▸ EXTRACT TO READ:
What started as a regular rainy weekday morning commute for millions of New Yorkers turned into a horrifying nightmare as news broke of a mass shooting on the N train in Sunset Park, Brooklyn.
The Manhattan-bound N train is one of the many express trains that shuttle millions of workers from working-class neighborhoods to the center of the city for work, and back home at the end of the day. It’s part of daily life for the city’s working class, a mundane extension of the workday visibly reflected on the exhausted faces of the riders.
But as the N train pulled out of the 59th street station at 8:24 on Tuesday morning, the weary expressions on the passengers’ faces turned to terror in an instant as an apparently unassuming passenger in a construction vest suddenly pulled out a gas mask, two smoke canisters, and a 9mm pistol. Utter panic erupted on the moving train as the man—now identified as Frank James—ignited the smoke devices and began shooting at passengers.

The Manhattan-bound N train is one of the many express trains that shuttle millions of workers from working-class neighborhoods to the center of the city for work, and back home at the end of the day. / Image: Wikimedia Commons
The five-minute ride from 59th street to 36th must have felt like a hellish eternity for the commuters on that train, screaming and choking on the smoke, scrambling across the narrow train car in search of any bit of shelter. When the train pulled into the station, the open doors immediately flooded the platform with smoke and blood as injured passengers swarmed out and across the floor.
Moments later, the conductor instructed all uninjured riders to board the adjacent R train, which took them to the next station at 25th street. Camera footage at a nearby station revealed that James had fled the scene by boarding the R train with the rest of the crowd, exiting with the other passengers at 25th street.
The shooter was arrested Wednesday afternoon in the East Village after a call to a police tip line—reportedly from the shooter himself. This detail was passed over by the NYPD commissioner who proudly announced the capture, “We were able to shrink his world quickly. There was nowhere left for him to run.” James has been charged with the federal crime of committing a terrorist act on mass transit.
“There’s violence everywhere”
In total, ten people were shot in the attack, and at least a dozen others suffered injuries from smoke inhalation, panic attacks, and falls during the stampede to escape. Victims interviewed by local news reporters were in a state of shock, many said they may never be able to ride the subway again. Although five victims are in critical condition as of this writing, none of the injuries are expected to be fatal.
Following the incident, all subway lines in the western part of Brooklyn were powered down while police scoured the surrounding Sunset Park neighborhood, a working-class district with many immigrants from across Latin America and China. As commuters searched for other ways to get to work, lines at nearby bus stops stretched around the block. But with millions depending on the subway system, it wasn’t long before authorities concluded their investigation at the station, city workers got the platform cleaned up, and the train lines were up and running again.

▸ DATA SHOWN:
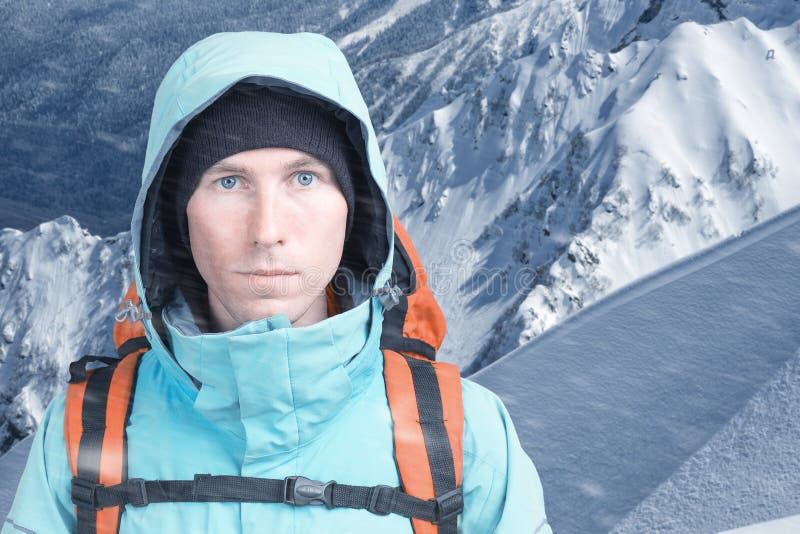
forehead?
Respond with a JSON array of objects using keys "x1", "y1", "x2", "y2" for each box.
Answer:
[{"x1": 206, "y1": 147, "x2": 330, "y2": 173}]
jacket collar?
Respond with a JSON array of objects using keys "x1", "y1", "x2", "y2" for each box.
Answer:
[{"x1": 162, "y1": 292, "x2": 383, "y2": 458}]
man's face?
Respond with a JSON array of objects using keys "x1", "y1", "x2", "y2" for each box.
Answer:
[{"x1": 186, "y1": 148, "x2": 347, "y2": 331}]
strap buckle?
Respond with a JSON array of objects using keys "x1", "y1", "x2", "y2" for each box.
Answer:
[
  {"x1": 70, "y1": 477, "x2": 103, "y2": 510},
  {"x1": 431, "y1": 487, "x2": 464, "y2": 525},
  {"x1": 367, "y1": 485, "x2": 397, "y2": 515},
  {"x1": 128, "y1": 478, "x2": 150, "y2": 507},
  {"x1": 283, "y1": 476, "x2": 336, "y2": 508}
]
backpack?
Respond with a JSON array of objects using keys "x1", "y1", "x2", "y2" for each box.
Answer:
[{"x1": 64, "y1": 216, "x2": 464, "y2": 534}]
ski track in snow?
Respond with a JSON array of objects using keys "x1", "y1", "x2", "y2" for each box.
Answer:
[{"x1": 472, "y1": 208, "x2": 800, "y2": 533}]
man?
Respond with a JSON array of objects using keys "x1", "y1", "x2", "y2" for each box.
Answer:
[{"x1": 2, "y1": 32, "x2": 551, "y2": 534}]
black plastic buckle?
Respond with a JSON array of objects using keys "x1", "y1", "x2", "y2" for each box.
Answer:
[
  {"x1": 431, "y1": 488, "x2": 464, "y2": 525},
  {"x1": 367, "y1": 485, "x2": 397, "y2": 515},
  {"x1": 128, "y1": 478, "x2": 150, "y2": 507},
  {"x1": 70, "y1": 477, "x2": 103, "y2": 510},
  {"x1": 283, "y1": 476, "x2": 336, "y2": 508},
  {"x1": 192, "y1": 473, "x2": 211, "y2": 502}
]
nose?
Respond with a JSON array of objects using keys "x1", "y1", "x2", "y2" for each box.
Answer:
[{"x1": 248, "y1": 188, "x2": 287, "y2": 247}]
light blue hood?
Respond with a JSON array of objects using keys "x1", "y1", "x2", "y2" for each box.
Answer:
[
  {"x1": 131, "y1": 32, "x2": 394, "y2": 364},
  {"x1": 0, "y1": 32, "x2": 551, "y2": 534}
]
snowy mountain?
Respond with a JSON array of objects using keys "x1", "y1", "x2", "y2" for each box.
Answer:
[
  {"x1": 472, "y1": 208, "x2": 800, "y2": 534},
  {"x1": 0, "y1": 0, "x2": 800, "y2": 517},
  {"x1": 0, "y1": 215, "x2": 133, "y2": 453},
  {"x1": 384, "y1": 13, "x2": 800, "y2": 371}
]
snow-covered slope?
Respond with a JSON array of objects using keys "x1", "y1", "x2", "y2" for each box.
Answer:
[
  {"x1": 472, "y1": 208, "x2": 800, "y2": 534},
  {"x1": 720, "y1": 515, "x2": 800, "y2": 534},
  {"x1": 0, "y1": 215, "x2": 133, "y2": 454},
  {"x1": 384, "y1": 13, "x2": 800, "y2": 370},
  {"x1": 613, "y1": 348, "x2": 800, "y2": 534},
  {"x1": 0, "y1": 0, "x2": 800, "y2": 520}
]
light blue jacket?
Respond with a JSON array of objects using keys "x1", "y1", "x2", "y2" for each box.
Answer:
[{"x1": 2, "y1": 32, "x2": 551, "y2": 534}]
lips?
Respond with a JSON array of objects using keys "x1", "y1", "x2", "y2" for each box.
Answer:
[{"x1": 242, "y1": 269, "x2": 297, "y2": 276}]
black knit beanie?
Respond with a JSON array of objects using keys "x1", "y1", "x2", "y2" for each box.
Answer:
[{"x1": 165, "y1": 84, "x2": 357, "y2": 249}]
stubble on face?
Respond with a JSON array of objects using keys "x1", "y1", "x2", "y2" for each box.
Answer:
[{"x1": 186, "y1": 148, "x2": 347, "y2": 332}]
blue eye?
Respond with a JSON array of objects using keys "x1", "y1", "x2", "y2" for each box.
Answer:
[
  {"x1": 295, "y1": 171, "x2": 317, "y2": 186},
  {"x1": 214, "y1": 176, "x2": 239, "y2": 189}
]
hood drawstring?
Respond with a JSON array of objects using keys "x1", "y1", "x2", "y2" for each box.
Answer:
[
  {"x1": 372, "y1": 280, "x2": 403, "y2": 311},
  {"x1": 114, "y1": 299, "x2": 153, "y2": 323}
]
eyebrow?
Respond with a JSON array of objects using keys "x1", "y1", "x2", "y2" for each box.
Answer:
[{"x1": 206, "y1": 156, "x2": 326, "y2": 174}]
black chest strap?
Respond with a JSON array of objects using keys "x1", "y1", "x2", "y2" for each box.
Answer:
[{"x1": 72, "y1": 475, "x2": 464, "y2": 524}]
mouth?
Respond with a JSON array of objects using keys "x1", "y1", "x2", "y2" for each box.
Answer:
[{"x1": 239, "y1": 269, "x2": 297, "y2": 276}]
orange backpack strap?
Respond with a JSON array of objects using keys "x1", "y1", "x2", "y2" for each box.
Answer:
[
  {"x1": 64, "y1": 283, "x2": 150, "y2": 534},
  {"x1": 64, "y1": 352, "x2": 141, "y2": 534},
  {"x1": 380, "y1": 216, "x2": 447, "y2": 360},
  {"x1": 383, "y1": 350, "x2": 464, "y2": 534}
]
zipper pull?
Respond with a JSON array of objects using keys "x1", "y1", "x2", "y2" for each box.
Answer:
[
  {"x1": 114, "y1": 299, "x2": 153, "y2": 323},
  {"x1": 372, "y1": 280, "x2": 403, "y2": 311}
]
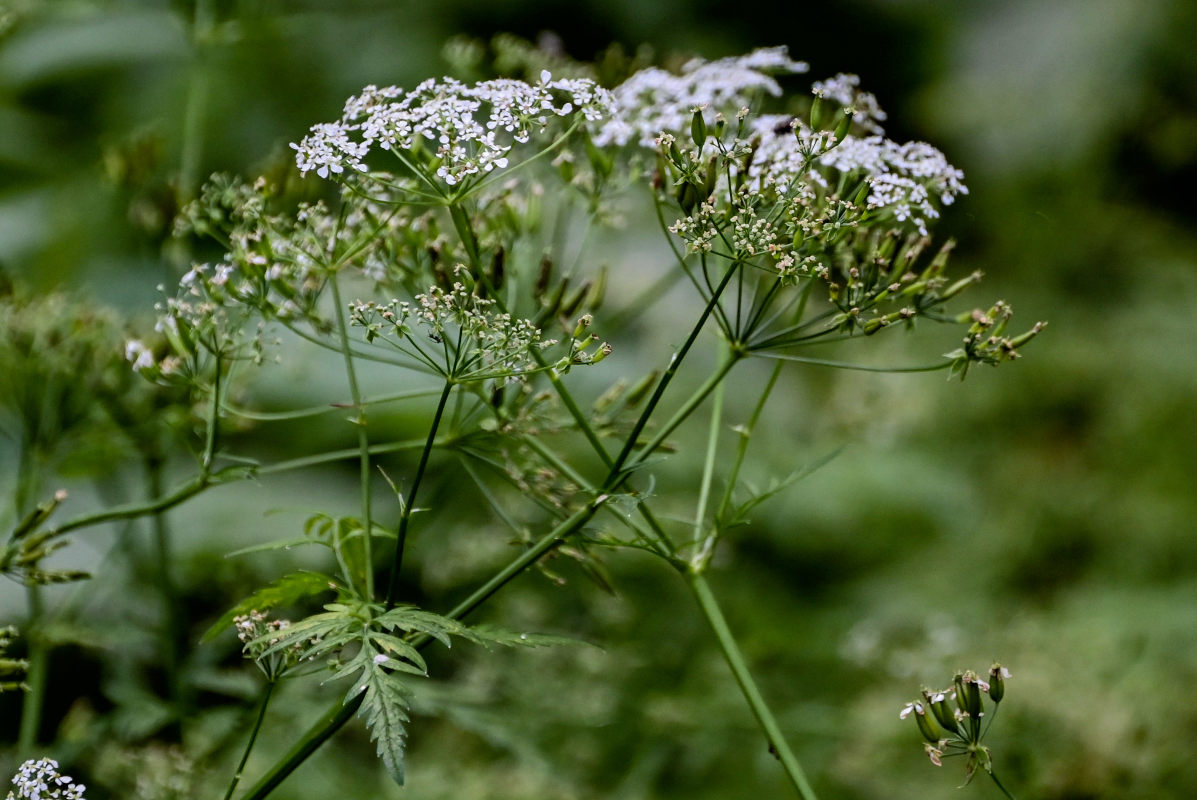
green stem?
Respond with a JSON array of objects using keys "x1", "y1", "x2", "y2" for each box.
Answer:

▸ SET OF TASKS:
1: For each statement, answer yes or no according to the account of the N train shooting, and quote the words of the account that decide it. (a) The shooter left the scene on the R train together with the other passengers. (b) At least one of the injuries is expected to be fatal. (c) The ride from 59th street to 36th took ten minutes.
2: Resume the account of the N train shooting from where it stops.
The items have no connection to the account of the N train shooting.

▸ EXERCISE RESULTS:
1:
(a) Yes: "James had fled the scene by boarding the R train with the rest of the crowd"
(b) No: "none of the injuries are expected to be fatal"
(c) No: "The five-minute ride from 59th street to 36th"

2:
The morning after the attack, commuting workers were forced to return to their daily routine, down into the subway tunnel to make their way to work. But the mopped floors of the 36th street station didn’t remove the lingering sense of dread on the platform.
Several workers interviewed by the New York Times described the increased anxiety in the air. “I’m a brave person, but I’m human,” said Reggie Thompson, a 35-year-old postal worker. “I can see the look in everybody’s eyes is concern. Me too. Everybody’s looking at everybody twice right now.”

Without skipping a beat, all the major media outlets linked Tuesday’s incident to the growing rates of crime on New York subways, and to the rising trend of violent crime across the country. / Image: Wikimedia Commons
Juan Vicente, a 33-year-old contractor, felt lucky he had narrowly missed the incident while riding on the same train line the morning before. “We have no choice, we have to do it, we have to work, especially if we have no car,” he said. “It’s dangerous every day.” Paul Simeon, a 52-year-old chef, felt resigned to the circumstances. “It’s pretty normal, there’s violence everywhere.”
More fear, more policing, more terror
The shooting has further spiked the fear and anxiety so many people were already feeling, sentiments the ruling class fosters and knows how to exploit. Without skipping a beat, all the major media outlets linked Tuesday’s incident to the growing rates of crime on New York subways, and to the rising trend of violent crime across the country.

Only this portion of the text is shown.